Aim of the exercise> Pick out the lines below that include the string "exhaust".
==========
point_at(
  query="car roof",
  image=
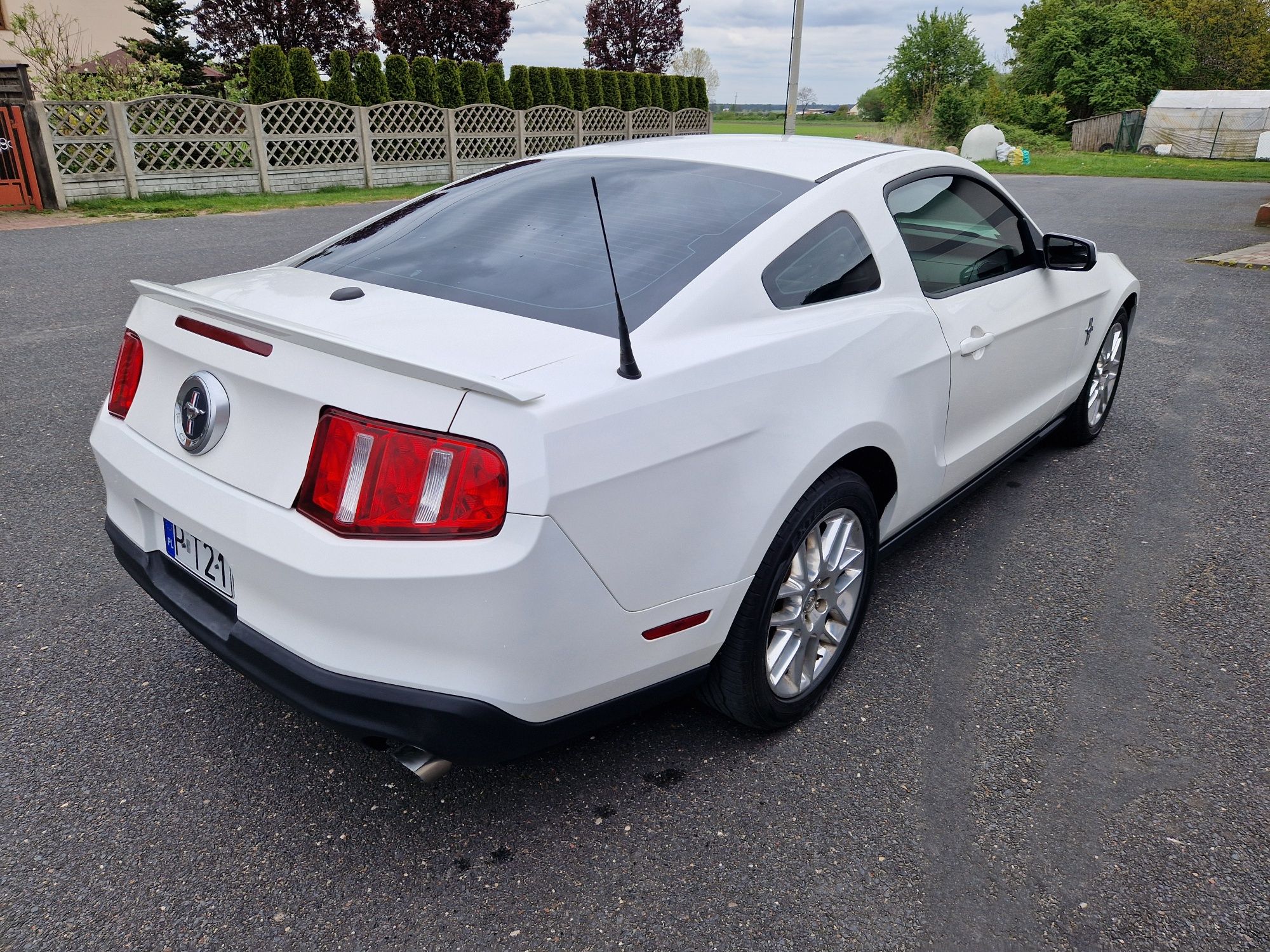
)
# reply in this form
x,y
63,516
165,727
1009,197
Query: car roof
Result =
x,y
802,157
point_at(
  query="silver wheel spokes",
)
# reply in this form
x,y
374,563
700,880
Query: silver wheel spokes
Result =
x,y
816,604
1107,374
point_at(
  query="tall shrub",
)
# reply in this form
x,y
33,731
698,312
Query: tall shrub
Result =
x,y
655,91
373,87
540,84
643,91
561,89
595,88
523,95
578,87
341,86
450,86
424,72
670,93
613,91
304,73
397,72
269,76
473,77
498,92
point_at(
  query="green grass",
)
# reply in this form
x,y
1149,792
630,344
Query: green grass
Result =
x,y
176,206
1139,167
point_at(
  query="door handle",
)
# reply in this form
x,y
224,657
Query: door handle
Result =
x,y
973,346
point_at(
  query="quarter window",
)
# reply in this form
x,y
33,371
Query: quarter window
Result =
x,y
830,262
959,233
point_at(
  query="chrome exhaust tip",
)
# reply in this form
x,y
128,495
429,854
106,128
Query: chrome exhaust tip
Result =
x,y
427,767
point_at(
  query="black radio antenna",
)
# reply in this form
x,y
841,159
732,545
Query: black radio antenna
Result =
x,y
627,366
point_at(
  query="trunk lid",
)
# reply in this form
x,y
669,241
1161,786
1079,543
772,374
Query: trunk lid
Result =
x,y
391,355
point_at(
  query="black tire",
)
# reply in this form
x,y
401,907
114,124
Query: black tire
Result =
x,y
739,684
1078,430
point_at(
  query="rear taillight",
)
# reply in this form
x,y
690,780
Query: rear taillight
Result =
x,y
128,375
375,479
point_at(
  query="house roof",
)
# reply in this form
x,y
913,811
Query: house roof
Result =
x,y
1212,100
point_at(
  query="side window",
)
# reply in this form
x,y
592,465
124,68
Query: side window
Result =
x,y
832,261
958,233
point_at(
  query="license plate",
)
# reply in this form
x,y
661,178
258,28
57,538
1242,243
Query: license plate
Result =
x,y
199,558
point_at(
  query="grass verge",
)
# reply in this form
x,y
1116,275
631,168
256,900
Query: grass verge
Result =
x,y
1137,167
1111,164
176,206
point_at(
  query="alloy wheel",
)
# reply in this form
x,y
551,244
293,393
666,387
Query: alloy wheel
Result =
x,y
1107,375
816,604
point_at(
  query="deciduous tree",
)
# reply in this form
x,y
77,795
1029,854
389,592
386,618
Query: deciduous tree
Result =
x,y
523,93
341,87
697,63
233,29
373,87
397,72
269,76
304,73
633,35
424,72
455,30
167,40
940,50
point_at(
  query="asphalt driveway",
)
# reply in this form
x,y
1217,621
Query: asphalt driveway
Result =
x,y
1052,736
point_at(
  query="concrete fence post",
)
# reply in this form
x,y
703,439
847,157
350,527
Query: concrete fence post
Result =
x,y
124,154
364,136
260,152
55,171
451,144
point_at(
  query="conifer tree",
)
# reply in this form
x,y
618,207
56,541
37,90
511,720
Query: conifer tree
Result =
x,y
424,72
304,73
397,72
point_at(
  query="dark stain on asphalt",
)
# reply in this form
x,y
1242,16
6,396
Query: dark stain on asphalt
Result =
x,y
667,779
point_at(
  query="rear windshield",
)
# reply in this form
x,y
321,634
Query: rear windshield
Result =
x,y
525,239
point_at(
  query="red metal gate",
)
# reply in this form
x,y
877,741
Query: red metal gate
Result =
x,y
18,188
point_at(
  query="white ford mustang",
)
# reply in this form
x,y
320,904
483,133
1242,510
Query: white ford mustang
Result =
x,y
462,483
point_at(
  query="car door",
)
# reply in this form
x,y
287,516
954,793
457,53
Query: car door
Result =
x,y
1009,336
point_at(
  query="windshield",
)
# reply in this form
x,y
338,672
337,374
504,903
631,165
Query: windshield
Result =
x,y
525,239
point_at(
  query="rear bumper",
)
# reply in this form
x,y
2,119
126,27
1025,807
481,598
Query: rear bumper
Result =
x,y
458,729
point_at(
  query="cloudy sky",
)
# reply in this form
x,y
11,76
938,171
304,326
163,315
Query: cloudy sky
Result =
x,y
845,43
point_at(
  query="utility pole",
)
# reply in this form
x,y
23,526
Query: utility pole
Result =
x,y
796,53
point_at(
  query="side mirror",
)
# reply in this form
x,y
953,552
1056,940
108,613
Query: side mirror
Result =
x,y
1065,253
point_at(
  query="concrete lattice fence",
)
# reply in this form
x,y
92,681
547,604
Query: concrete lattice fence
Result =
x,y
196,145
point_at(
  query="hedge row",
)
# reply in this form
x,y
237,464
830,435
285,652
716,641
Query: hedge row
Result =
x,y
366,82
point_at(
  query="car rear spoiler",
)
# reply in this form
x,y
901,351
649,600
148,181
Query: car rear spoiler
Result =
x,y
333,343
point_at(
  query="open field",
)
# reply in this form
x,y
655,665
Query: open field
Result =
x,y
1139,167
175,206
1108,164
1051,737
==========
Answer below>
  query="chrome exhaust tip",
Query: chrome exhaust tip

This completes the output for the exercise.